--- START ---

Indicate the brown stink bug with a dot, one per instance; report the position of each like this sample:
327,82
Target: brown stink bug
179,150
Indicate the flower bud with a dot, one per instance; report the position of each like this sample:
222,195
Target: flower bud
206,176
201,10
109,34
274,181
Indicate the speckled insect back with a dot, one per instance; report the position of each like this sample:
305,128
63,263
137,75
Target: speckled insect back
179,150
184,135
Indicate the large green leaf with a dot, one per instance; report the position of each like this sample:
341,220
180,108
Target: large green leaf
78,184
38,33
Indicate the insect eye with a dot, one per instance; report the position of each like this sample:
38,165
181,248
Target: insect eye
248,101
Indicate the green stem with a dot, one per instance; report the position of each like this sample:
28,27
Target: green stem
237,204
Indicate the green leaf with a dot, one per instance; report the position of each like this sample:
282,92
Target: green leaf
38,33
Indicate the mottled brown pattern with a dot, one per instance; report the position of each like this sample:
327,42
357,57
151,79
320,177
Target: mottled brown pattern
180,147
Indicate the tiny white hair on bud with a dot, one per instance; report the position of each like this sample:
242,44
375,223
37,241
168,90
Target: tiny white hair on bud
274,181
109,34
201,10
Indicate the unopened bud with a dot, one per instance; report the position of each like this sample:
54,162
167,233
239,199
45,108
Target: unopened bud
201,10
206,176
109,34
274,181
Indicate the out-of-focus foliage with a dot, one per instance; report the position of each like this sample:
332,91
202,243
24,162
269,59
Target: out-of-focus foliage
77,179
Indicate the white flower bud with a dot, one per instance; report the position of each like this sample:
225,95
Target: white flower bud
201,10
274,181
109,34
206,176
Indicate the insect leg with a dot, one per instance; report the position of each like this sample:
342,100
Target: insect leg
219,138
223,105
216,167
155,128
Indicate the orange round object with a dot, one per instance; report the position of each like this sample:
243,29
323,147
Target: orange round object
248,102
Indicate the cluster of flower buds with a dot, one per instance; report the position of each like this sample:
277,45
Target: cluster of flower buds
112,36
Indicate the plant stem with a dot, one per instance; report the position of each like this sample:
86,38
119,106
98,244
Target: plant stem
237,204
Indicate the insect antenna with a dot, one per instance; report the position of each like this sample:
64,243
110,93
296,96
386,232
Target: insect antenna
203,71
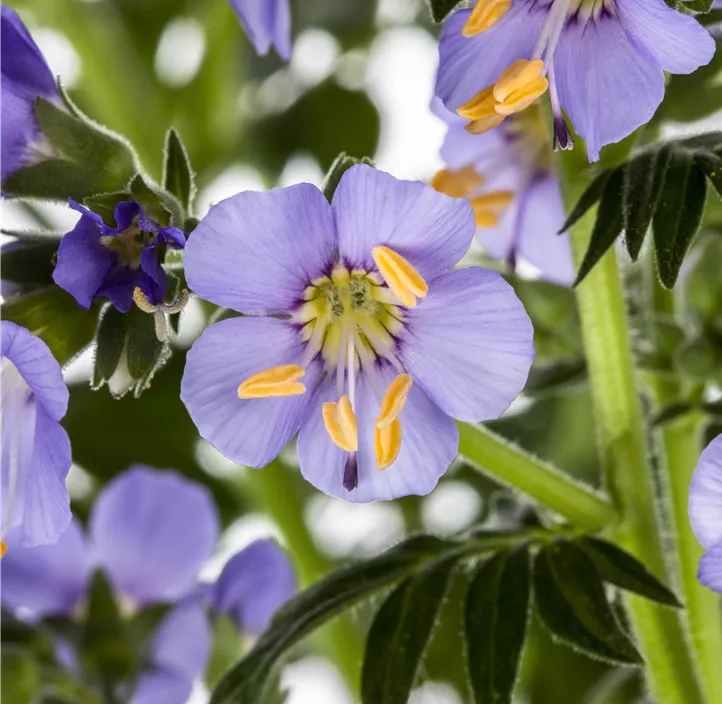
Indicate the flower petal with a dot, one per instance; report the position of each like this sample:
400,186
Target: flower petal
429,445
605,100
470,344
426,227
675,42
705,496
467,65
49,579
83,262
257,252
254,584
247,431
152,531
710,569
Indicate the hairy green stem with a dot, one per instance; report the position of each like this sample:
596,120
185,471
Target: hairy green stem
277,497
542,481
622,445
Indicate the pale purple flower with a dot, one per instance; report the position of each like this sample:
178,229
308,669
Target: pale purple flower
508,176
705,513
335,345
95,259
602,60
24,77
267,24
34,447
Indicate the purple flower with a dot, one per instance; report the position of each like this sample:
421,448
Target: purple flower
705,513
603,62
95,259
330,293
24,77
508,177
267,23
34,447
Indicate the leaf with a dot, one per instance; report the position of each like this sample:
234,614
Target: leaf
177,171
678,215
643,180
340,166
244,684
572,603
608,225
497,613
401,631
55,317
623,570
441,9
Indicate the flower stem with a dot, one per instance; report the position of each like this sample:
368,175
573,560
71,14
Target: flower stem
275,494
492,454
622,444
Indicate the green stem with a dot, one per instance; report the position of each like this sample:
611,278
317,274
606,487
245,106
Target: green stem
492,454
622,444
276,496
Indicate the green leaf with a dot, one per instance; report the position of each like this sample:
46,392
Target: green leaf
177,171
29,263
340,166
244,684
401,631
678,215
643,180
572,603
441,9
608,225
54,316
623,570
497,612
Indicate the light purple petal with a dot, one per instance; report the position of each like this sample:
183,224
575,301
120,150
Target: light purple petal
250,431
253,585
158,687
470,344
83,262
675,42
267,23
705,496
257,252
539,222
46,580
429,445
710,569
426,227
182,642
152,531
605,100
468,65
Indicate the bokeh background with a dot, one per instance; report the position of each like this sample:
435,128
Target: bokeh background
360,80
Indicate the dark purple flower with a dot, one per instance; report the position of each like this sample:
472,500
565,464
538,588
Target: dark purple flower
34,447
603,62
95,259
508,177
267,23
253,585
24,77
335,289
705,513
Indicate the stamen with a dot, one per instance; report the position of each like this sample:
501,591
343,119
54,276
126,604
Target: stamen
485,15
273,382
394,400
400,275
341,424
387,442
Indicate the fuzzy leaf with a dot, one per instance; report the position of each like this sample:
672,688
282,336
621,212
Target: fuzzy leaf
572,603
497,612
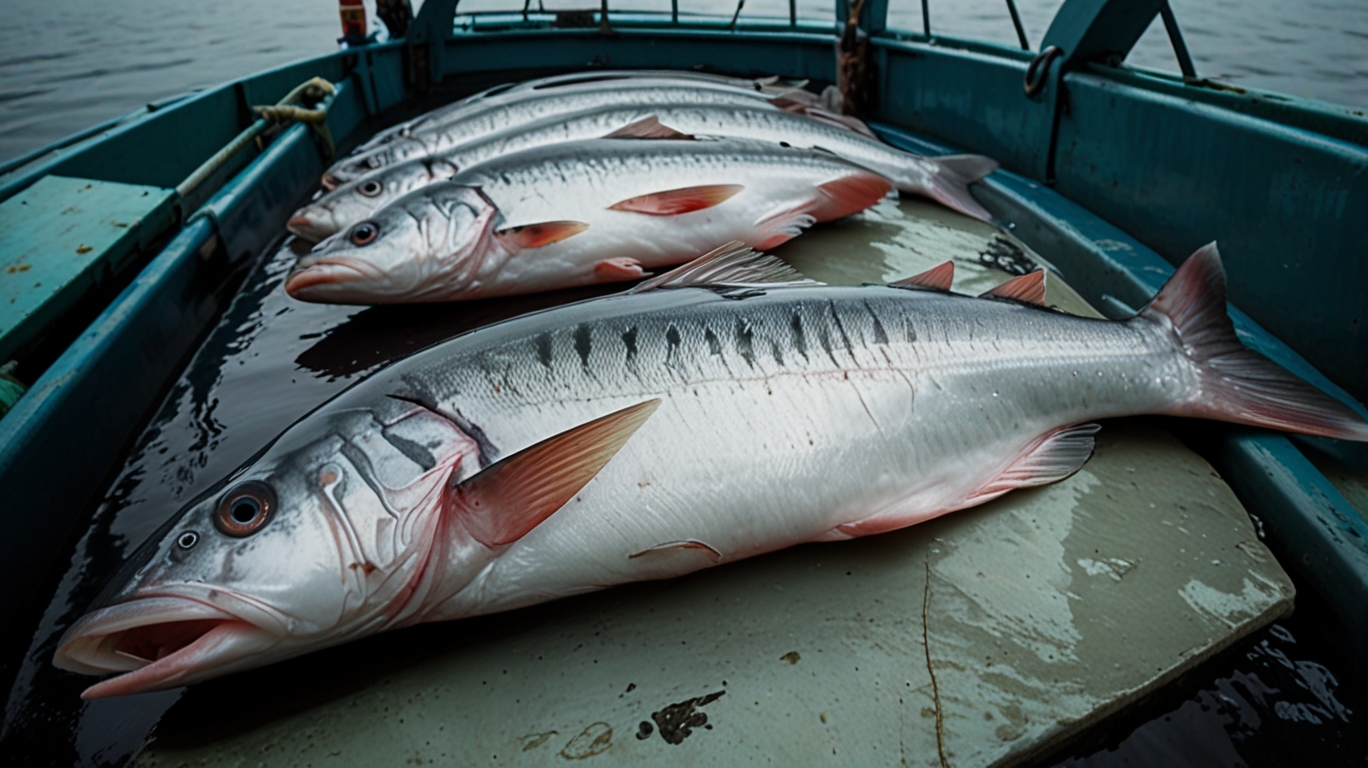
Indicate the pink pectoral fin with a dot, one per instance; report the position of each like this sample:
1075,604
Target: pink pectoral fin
675,201
510,497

--- END ---

* Exercise brief: Reproduce verbatim every line starting at the line that holds "Indicate the light" and ending with the final line of the data; omit the pictures.

* Response below:
Indicate the light purple petal with a dot, one per instance; report the position of each like this sample:
183,224
575,301
120,150
Target: light purple petal
250,431
253,585
158,687
470,344
83,262
675,42
267,23
705,496
257,252
539,222
46,580
429,445
710,569
426,227
182,642
152,531
605,100
468,65
Indicate the bokeh background with a dot, one per instance; report the position of each like this sample:
435,128
Target: bokeh background
360,80
Indicate the dark purple flower with a dot, one per instance; report the position of each like this sample:
472,500
565,464
538,588
Target: dark purple flower
34,447
603,62
95,259
508,177
267,23
253,585
24,77
335,289
705,513
Indicate the stamen with a dot, one per instance; report the position of each like this sample:
501,591
343,119
54,276
126,604
Target: stamen
485,15
273,382
394,400
400,275
341,424
387,442
Indicate the fuzzy leaf with a dot, one per instance; report the position of each like this sample:
672,688
282,336
621,212
Target: fuzzy leaf
572,603
497,612
Indicate the pink pectoral fin with a dot, one per instance; report the position of each like this sample:
1075,604
Target: pink pectoral fin
675,201
510,497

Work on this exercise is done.